> Records for the exercise:
— start —
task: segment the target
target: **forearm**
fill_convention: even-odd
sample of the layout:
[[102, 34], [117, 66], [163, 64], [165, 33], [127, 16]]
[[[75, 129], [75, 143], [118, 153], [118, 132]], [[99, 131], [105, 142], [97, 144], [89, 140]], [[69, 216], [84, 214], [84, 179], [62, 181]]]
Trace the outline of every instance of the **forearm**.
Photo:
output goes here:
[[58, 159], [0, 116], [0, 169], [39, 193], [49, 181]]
— end —
> Request: Turn these rows into a numbered list, one row per number, and drop any blank lines.

> Completed task:
1. task: segment the target
2. target: **forearm**
3. fill_convention: even-odd
4. sample of the layout:
5. [[102, 34], [117, 66], [163, 64], [165, 33], [127, 16]]
6. [[[75, 129], [75, 143], [118, 153], [118, 132]], [[99, 131], [105, 142], [97, 144], [89, 140]], [[69, 216], [84, 214], [84, 179], [62, 181]]]
7. Trace the outline of every instance of the **forearm**.
8. Photo:
9. output goes here:
10. [[58, 159], [0, 116], [0, 169], [39, 193], [49, 181]]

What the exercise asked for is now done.